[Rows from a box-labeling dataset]
# # #

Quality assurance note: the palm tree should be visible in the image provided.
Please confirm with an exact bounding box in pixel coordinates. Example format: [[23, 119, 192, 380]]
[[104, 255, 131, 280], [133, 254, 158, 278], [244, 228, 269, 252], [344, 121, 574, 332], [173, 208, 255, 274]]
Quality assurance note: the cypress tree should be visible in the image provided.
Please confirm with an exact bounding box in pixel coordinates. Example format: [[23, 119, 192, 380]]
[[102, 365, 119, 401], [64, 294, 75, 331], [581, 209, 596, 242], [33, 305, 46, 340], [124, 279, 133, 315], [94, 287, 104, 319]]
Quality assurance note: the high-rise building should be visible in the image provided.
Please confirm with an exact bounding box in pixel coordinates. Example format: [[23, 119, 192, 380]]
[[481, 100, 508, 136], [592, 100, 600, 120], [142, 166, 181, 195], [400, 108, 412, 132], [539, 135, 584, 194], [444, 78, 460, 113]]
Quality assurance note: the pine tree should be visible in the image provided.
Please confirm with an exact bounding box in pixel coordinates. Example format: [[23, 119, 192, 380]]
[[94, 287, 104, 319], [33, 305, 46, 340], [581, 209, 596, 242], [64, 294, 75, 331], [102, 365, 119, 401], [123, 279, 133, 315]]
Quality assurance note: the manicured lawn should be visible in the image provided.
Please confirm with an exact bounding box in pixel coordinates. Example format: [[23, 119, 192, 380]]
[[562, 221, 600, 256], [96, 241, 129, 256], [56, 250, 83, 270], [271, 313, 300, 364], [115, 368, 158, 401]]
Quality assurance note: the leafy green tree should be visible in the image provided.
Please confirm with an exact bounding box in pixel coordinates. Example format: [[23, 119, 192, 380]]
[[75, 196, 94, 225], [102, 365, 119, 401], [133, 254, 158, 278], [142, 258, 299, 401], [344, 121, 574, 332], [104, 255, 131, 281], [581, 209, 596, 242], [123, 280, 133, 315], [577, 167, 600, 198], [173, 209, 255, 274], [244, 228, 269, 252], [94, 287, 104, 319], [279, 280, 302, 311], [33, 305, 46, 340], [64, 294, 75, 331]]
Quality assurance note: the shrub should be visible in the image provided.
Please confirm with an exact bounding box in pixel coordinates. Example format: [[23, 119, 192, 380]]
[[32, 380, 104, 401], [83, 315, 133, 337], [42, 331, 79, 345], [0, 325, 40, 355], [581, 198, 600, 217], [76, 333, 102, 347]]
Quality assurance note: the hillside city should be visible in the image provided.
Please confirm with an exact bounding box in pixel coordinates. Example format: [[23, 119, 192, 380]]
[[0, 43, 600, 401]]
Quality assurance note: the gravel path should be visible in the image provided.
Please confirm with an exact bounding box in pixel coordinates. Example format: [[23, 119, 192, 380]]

# # #

### TASK DESCRIPTION:
Write out every line of the listing above exactly as it appears.

### FULL ANSWER:
Quality assurance note: the palm tree should be visible in the image provided.
Please confirm with an exact bounding box in pixel coordinates. Example format: [[23, 119, 192, 380]]
[[104, 255, 131, 280], [133, 254, 158, 278], [244, 228, 269, 252], [344, 121, 574, 332], [173, 208, 255, 274]]
Quality assurance note: the cypress tree should be visible in the image provided.
Please confirm with an exact bounding box in pixel coordinates. Example format: [[23, 119, 192, 380]]
[[102, 365, 119, 401], [64, 294, 75, 331], [581, 209, 596, 242], [33, 305, 46, 340], [124, 279, 133, 315], [94, 287, 104, 319]]
Quality assurance note: the high-rise building should be visible in the image provided.
Please confirm with an exact bounding box in pixel coordinates. Example format: [[23, 119, 192, 380]]
[[481, 100, 508, 136], [592, 100, 600, 120], [142, 166, 181, 195], [400, 108, 412, 132], [539, 135, 584, 194], [444, 78, 460, 113]]
Quality assurance note: the pine tree should be visible in the image provided.
Please confirm with an exact bounding box in pixel coordinates. Example format: [[23, 119, 192, 380]]
[[94, 287, 104, 319], [33, 305, 46, 340], [581, 209, 596, 242], [64, 294, 75, 331], [102, 365, 119, 401], [123, 279, 133, 315]]
Quality assurance note: the manicured lawn should be visible in the image provided.
Please confirm with an exact bounding box in pixel coordinates. Example format: [[23, 119, 192, 380]]
[[562, 221, 600, 256], [96, 241, 129, 256], [56, 250, 83, 270], [271, 313, 300, 364], [115, 368, 158, 401]]
Quality assurance note: the leafy green tree should be visible in the image provided.
Please confirm with an exact bounding box in pixel coordinates. Example format: [[23, 119, 192, 380]]
[[75, 196, 94, 225], [102, 365, 119, 401], [133, 254, 158, 278], [142, 258, 299, 401], [344, 121, 574, 332], [104, 255, 131, 281], [581, 209, 596, 242], [123, 280, 133, 315], [577, 167, 600, 198], [173, 209, 255, 274], [244, 228, 269, 252], [94, 287, 104, 319], [279, 280, 302, 311], [33, 305, 46, 340], [64, 294, 75, 331]]
Quality assurance note: the shrub should be visible in the image provided.
Please confirm with an exact bounding box in pixel coordinates. Example format: [[23, 119, 192, 380]]
[[32, 380, 104, 401], [83, 315, 133, 337], [42, 331, 79, 345], [0, 325, 40, 355], [581, 198, 600, 217], [76, 333, 102, 347]]
Quality assurance note: the hillside city should be visible in the image provided.
Please confirm with an exact bounding box in pixel coordinates. Example format: [[23, 119, 192, 380]]
[[0, 43, 600, 401]]
Quality assurance note: the gravel path should be visible in the image provided.
Please confirm with an exact bounding box in pixel coordinates. Example format: [[23, 119, 192, 380]]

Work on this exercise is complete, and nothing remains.